** Exercise **
Please answer from the Andrew Wiggins piece below: how many games does it say Wiggins has lost so far?

** Text shown **
^^^^^^^^^^^^^^^^
The Next Generation: Andrew Wiggins
By Ian Levy
Every season the draft brings a fresh infusion of talent to the NBA. In theory this is an even, steady process. In practice, hindsight and historical perspective show that there are borders and boundaries — talent doesn’t just arrive in the NBA, it arrives in generational waves. Sometimes we can’t see these aesthetic dividing lines for decades, sometimes you simply can’t miss them.
The present day NBA appears to be on the cusp of welcoming a remarkable new generation to its forefront — players who are not just incredible but incredibly unique. Players who will not just excel but transform the roles and responsibilities of basketball players as we understand them. Over the course of this week, The Step Back will be examining many of the players who could figure prominently in The Next Generation. Not every player we turn our attention to is destined to be a star, but all could play a role in defining the future of the NBA. Read the whole series here.
The Next Generation: Andrew Wiggins
Andrew Wiggins is going to break your heart.
There is no way around it. You might already be there, or it might be some random Thursday in the distant future, but Wiggins is going to disappoint you. He’s going to frustrate you and leave you with the bitter taste of his shortcomings. The thing is, that’s more about you than it is about him.
There is an argument to be made that NBA players are nothing more than failure machines. As a group, they miss more shots than they make. On average, they lose as often as they win. Nearly 500 players will take the court in any NBA season and only a dozen will be good enough to win a championship. Most just float through the season, sweating through brightly colored jerseys, getting their ankles taped and filling in littles ones and zeros in the box score. They dunk and feed digital highlight machines, but the true currency of success — real (ringz) or perceived (whatever other piece of hand-selected minutiae can help settle an argument) — stays out of reach for most of them.
Nit-picking Wiggins has become one of the favorite pastimes of the basketball internet. By the definition above, Wiggins is an uber-productive failure machine. Misses more than he makes? Check. Lost some games? Yup,156 and counting. Ringz? Zero. Pile on top of that the infinite difference between reality and expectations — did you know that he was the No. 1 pick and was traded to the Timberwolves because LeBron James preferred the experience of Kevin Love? Did you know that the Timberwolves were supposed to win 50 games this year and make the playoffs? — and Wiggins really begins to look like a steaming pile.
That’s an exaggerated barrel-is-half-empty point of view but it’s not that far off from the way Wiggins is discussed in some circles. And it all can really be traced back to one thing — outside of scoring — an area in which he has grown by leaps and bounds — he doesn’t do a whole lot on a basketball court.
This dynamic places Wiggins in the center of two debates — the puerile “numbers are stupid” vs. “numbers are everything” shouting match, and the much more meaningful adult conversation about how we actually and effectively evaluate the “goodness” of a player. That Wiggins contributes an inordinately small number of rebounds, assists, steals, and blocks, is not really up for debate, at least relative to his athletic peers. What that deficit actually means is where the discussion should start.
^^^^^^^^^^^^^^^^
** Stored records **

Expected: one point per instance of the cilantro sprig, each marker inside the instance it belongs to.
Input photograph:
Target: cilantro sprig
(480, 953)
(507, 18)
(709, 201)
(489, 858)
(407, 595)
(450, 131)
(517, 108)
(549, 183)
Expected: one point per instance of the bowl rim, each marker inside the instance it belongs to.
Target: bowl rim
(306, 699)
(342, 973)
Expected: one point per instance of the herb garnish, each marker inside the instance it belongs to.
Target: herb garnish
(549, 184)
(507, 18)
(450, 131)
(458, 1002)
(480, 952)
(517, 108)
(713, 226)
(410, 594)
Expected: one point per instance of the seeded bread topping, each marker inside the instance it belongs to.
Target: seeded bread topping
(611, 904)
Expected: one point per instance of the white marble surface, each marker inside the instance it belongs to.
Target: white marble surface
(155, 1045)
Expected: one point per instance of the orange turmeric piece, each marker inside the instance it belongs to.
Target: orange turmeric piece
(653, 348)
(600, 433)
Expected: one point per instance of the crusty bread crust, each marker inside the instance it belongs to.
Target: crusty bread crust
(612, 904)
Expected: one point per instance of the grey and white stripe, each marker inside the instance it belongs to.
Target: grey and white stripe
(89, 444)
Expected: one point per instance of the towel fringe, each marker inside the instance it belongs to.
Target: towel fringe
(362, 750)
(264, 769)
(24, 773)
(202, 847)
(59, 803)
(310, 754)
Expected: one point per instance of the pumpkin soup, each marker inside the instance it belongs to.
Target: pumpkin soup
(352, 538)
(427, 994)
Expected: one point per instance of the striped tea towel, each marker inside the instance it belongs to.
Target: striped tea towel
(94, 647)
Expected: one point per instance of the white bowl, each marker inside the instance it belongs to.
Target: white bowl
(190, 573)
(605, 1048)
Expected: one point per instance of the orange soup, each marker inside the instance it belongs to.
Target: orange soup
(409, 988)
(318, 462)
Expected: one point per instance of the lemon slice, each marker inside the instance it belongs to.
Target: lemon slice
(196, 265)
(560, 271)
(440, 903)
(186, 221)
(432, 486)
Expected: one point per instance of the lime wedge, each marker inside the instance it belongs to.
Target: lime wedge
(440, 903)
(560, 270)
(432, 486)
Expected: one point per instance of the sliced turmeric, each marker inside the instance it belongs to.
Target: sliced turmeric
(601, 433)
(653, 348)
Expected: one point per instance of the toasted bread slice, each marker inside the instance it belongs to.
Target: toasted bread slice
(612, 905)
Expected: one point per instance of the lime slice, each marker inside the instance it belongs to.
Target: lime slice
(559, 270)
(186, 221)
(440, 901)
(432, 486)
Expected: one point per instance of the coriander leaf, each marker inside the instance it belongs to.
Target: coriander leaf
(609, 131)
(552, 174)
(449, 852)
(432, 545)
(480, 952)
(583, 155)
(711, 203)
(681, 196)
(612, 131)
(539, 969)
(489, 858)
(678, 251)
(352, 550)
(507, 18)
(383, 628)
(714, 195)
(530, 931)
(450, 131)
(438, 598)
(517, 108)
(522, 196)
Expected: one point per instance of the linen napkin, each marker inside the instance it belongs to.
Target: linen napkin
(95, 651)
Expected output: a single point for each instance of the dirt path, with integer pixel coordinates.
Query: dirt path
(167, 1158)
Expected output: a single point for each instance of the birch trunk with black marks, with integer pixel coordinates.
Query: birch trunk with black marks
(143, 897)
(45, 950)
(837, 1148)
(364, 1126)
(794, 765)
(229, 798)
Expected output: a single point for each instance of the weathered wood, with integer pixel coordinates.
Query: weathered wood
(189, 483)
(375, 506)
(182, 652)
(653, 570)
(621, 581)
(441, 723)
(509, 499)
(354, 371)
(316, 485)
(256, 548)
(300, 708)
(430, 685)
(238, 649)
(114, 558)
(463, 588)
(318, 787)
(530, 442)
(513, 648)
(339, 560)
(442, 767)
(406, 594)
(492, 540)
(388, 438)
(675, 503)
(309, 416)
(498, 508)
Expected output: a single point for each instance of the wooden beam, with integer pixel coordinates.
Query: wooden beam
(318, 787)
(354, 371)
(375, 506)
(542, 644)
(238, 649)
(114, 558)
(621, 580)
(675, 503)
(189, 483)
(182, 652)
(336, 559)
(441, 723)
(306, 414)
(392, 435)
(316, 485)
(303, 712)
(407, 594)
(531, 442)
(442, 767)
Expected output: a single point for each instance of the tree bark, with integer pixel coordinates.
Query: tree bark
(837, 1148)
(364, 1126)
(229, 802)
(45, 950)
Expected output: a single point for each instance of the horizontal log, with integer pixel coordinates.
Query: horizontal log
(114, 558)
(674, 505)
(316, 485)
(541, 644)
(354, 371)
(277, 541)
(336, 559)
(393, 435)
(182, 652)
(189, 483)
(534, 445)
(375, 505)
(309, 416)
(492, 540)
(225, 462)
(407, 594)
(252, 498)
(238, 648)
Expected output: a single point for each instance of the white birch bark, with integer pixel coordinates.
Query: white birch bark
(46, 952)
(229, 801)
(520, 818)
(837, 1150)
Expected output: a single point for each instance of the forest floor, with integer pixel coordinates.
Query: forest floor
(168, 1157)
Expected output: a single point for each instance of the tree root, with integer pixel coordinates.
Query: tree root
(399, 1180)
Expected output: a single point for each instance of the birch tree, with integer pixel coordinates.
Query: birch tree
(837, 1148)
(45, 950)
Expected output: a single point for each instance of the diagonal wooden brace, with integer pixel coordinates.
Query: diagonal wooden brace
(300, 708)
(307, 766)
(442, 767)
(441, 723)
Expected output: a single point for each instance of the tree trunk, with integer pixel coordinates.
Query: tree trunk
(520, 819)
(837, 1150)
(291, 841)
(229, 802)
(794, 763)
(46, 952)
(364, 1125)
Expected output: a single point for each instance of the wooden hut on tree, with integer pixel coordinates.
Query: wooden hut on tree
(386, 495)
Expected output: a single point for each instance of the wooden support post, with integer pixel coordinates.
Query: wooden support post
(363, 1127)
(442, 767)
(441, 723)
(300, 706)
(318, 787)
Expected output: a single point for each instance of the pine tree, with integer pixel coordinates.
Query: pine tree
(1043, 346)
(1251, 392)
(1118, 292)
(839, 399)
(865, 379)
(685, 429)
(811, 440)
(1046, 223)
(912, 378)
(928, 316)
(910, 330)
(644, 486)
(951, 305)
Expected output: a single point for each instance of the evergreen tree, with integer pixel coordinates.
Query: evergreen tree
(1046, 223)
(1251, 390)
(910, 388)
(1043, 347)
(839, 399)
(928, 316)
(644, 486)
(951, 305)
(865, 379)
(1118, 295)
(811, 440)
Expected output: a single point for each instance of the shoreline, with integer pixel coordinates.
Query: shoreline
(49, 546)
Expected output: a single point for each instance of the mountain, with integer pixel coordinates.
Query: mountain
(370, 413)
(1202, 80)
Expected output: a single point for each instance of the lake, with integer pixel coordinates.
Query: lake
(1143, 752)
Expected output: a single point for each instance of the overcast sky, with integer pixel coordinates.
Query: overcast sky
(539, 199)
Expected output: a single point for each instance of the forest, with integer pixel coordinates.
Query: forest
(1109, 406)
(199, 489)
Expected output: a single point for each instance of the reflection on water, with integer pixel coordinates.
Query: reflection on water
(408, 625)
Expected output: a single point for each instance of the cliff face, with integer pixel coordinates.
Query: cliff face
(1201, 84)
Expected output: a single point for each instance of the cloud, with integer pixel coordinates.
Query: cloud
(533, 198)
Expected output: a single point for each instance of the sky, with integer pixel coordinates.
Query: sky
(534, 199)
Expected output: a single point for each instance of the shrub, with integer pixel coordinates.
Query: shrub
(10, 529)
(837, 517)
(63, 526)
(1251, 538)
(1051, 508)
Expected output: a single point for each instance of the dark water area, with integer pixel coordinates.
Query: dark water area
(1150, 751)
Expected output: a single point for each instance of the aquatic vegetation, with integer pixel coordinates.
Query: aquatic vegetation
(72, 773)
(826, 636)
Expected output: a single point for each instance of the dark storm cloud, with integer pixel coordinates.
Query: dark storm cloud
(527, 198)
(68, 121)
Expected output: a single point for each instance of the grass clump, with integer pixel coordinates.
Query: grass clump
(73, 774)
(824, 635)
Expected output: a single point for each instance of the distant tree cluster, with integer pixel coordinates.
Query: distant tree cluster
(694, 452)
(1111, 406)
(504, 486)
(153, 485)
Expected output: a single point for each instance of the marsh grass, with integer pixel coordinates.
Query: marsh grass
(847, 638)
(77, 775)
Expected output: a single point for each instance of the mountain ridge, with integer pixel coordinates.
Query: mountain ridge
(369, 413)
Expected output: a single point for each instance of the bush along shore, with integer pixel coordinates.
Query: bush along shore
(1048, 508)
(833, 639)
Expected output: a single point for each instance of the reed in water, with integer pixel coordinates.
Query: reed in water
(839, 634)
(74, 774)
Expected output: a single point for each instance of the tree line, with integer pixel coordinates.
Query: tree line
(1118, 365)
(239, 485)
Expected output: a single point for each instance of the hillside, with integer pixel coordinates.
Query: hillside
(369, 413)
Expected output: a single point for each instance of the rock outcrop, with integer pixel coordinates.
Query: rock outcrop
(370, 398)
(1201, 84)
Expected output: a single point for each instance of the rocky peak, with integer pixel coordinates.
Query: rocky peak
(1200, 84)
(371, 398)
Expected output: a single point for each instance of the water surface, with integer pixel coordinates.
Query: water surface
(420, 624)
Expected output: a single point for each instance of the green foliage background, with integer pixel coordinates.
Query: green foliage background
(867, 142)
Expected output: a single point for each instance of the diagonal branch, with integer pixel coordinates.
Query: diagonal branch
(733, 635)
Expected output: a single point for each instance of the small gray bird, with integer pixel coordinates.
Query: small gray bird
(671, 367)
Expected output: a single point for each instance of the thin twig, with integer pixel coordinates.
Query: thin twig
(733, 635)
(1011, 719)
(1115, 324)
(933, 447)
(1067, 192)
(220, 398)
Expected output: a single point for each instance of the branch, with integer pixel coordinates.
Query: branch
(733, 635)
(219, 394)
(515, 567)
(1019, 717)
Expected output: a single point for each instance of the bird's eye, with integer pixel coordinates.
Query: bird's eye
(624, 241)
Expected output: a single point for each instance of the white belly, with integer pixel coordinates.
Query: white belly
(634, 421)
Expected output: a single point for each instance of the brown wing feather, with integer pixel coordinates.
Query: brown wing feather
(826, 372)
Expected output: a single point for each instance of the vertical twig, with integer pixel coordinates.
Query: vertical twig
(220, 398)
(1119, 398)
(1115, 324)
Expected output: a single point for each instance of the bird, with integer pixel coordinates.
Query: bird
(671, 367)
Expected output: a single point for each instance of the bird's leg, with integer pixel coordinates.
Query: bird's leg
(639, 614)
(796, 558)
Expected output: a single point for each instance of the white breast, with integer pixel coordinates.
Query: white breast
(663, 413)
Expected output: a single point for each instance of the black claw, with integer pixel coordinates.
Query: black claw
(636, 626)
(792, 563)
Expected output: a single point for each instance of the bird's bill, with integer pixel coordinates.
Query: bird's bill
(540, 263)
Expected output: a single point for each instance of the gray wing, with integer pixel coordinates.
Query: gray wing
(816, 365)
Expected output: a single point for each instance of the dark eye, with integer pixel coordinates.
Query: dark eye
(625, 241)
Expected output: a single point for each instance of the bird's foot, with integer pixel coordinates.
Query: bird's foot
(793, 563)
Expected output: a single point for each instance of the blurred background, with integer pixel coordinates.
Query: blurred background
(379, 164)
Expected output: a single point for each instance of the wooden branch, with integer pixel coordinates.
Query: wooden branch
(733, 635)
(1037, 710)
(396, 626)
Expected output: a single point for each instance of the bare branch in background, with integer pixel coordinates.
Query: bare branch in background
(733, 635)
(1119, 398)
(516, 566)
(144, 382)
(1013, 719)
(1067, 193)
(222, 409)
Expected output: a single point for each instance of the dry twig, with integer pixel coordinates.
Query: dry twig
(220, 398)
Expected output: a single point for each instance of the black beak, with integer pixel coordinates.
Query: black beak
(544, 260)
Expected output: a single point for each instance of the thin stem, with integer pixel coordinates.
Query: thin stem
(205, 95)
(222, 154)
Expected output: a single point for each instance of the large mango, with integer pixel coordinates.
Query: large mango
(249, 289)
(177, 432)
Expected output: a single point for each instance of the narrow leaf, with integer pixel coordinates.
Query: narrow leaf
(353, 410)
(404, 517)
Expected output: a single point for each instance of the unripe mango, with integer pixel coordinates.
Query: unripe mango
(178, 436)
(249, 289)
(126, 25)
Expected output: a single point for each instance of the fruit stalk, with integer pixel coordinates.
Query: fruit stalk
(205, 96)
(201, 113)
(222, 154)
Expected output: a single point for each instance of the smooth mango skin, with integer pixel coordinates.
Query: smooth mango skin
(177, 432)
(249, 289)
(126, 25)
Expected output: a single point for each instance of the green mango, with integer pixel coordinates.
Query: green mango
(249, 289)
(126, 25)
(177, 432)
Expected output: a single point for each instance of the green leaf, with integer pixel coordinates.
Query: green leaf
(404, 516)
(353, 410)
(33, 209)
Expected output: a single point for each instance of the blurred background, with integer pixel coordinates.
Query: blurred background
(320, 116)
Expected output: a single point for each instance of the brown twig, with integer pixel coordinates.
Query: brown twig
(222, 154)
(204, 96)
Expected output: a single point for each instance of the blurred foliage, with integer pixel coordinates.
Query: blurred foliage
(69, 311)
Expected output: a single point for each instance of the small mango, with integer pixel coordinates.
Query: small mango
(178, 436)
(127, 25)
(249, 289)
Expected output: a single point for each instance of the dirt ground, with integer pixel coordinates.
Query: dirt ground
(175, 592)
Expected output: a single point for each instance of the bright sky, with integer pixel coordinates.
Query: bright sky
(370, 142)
^^^^^^^^^^^^^^^^
** Task solution **
156 and counting.